The records below need copying. Match each line exactly.

══════

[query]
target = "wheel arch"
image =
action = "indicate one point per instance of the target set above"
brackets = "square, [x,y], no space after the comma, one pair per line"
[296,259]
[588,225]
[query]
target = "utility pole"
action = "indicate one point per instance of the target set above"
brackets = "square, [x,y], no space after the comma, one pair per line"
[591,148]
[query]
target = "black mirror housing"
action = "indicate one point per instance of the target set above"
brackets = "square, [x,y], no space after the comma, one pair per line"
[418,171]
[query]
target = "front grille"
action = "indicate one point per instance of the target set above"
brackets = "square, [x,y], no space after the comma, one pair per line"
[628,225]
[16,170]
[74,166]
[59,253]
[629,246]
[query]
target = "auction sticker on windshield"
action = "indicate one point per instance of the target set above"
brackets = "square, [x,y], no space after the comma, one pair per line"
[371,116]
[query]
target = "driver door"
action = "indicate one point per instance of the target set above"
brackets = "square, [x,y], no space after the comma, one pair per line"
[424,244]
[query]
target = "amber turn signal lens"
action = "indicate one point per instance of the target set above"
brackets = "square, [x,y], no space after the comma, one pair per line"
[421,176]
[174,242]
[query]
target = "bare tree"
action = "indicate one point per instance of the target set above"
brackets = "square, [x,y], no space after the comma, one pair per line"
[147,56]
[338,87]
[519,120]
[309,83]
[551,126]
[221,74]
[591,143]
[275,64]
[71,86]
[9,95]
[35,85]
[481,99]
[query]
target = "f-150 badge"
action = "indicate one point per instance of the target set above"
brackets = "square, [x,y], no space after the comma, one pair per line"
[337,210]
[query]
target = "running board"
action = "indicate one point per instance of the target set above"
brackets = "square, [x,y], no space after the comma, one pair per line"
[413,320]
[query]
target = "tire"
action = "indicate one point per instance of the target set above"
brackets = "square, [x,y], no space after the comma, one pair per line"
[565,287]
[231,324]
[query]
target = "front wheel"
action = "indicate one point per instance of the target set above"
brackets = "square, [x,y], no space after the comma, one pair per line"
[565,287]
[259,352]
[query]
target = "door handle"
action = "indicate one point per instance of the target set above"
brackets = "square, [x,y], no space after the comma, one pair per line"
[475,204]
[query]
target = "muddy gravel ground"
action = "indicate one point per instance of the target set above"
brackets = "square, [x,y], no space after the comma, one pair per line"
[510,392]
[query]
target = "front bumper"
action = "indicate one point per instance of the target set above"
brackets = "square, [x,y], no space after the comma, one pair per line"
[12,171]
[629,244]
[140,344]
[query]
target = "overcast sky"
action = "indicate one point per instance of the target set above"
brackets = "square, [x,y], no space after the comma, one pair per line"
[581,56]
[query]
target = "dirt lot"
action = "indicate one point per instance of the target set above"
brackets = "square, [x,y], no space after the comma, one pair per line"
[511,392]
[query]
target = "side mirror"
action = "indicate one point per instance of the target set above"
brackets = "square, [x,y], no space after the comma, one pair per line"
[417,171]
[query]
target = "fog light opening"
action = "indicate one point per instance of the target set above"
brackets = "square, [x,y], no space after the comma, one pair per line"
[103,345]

══════

Expected answer ->
[query]
target = "wheel arch"
image =
action = "indicate one point per instance of the target set above"
brackets = "square, [x,y], no space after the comma, one pair per line"
[296,259]
[588,225]
[query]
target = "utility pole"
action = "indicate one point per instance of the target set above"
brackets = "square, [x,y], no space after the comma, one pair per line"
[591,148]
[query]
target = "black mirror housing"
action = "indicate one point per instance of the target set above"
brackets = "square, [x,y], no space after the comma, one pair per line"
[418,171]
[query]
target = "front grille"
action = "indicate one point per instance of the target set above"
brackets = "square, [x,y], no space after the comma, one pair per line"
[628,225]
[16,170]
[74,166]
[59,253]
[629,246]
[query]
target = "auction sticker on windshield"
action = "indicate one point per instance of the target set above"
brackets = "square, [x,y], no space after the comma, one pair per line"
[371,116]
[query]
target = "driver door"
action = "indicate one point per instance of the target set above"
brackets = "square, [x,y], no space after the comma, one pair per line"
[424,244]
[query]
target = "amber turn signal lens"
action = "indicate one point per instance of the target set above"
brackets = "square, [x,y], no space after the comma, one pair per line"
[421,176]
[174,242]
[query]
target = "bare tree"
action = "indicate one point per instance of the target set above"
brackets = "square, [x,y], no space after the comma, one pair per line"
[147,56]
[338,87]
[519,120]
[309,83]
[551,126]
[221,74]
[591,143]
[275,64]
[71,86]
[9,95]
[35,85]
[481,99]
[query]
target = "f-150 badge"
action = "indicate one point per instance of the target set above"
brackets = "square, [x,y], no space after the comma, one pair per line"
[337,210]
[query]
target = "running board"
action = "indicate one point per instance of the target set above"
brackets = "square, [x,y], no space after the comma, one pair per line"
[413,320]
[query]
target = "tire"
action = "indicate one point per instance of the target set above"
brackets = "square, [x,y], no space after the comma, one pair per line"
[565,287]
[231,324]
[query]
target = "front wheel"
action = "indicate one point per instance of the target set above"
brackets = "square, [x,y], no space after the comma, one pair per line"
[565,287]
[259,352]
[query]
target = "door handle"
action = "indicate one point per instance of the target set above"
brackets = "square, [x,y], no space after the comma, one pair per line"
[475,204]
[query]
target = "muddy gravel ground"
action = "indicate one point per instance of the target set above"
brackets = "square, [x,y], no space after the comma, one pair per line"
[510,392]
[query]
target = "front bumper"
action = "indicate one point per instance of the target set above"
brackets = "square, [x,y], no space after the comma, one pair per line"
[12,171]
[629,244]
[140,344]
[query]
target = "overcast sky"
action = "indicate one point per instance of the target set above"
brackets = "square, [x,y], no space after the comma, one pair per line"
[581,56]
[query]
target = "dirt lot"
action = "indicate one point per instance of the target set above"
brackets = "square, [x,y], no space after the comma, one pair per line"
[511,392]
[query]
target = "side mirror"
action = "indicate one point per instance of the target set above"
brackets = "square, [x,y], no space after the comma, one pair per line"
[417,171]
[query]
target = "fog light opening"
action = "indicate one point per instance of the target set above"
brackets = "square, [x,y], no space after the comma, one pair per line"
[103,345]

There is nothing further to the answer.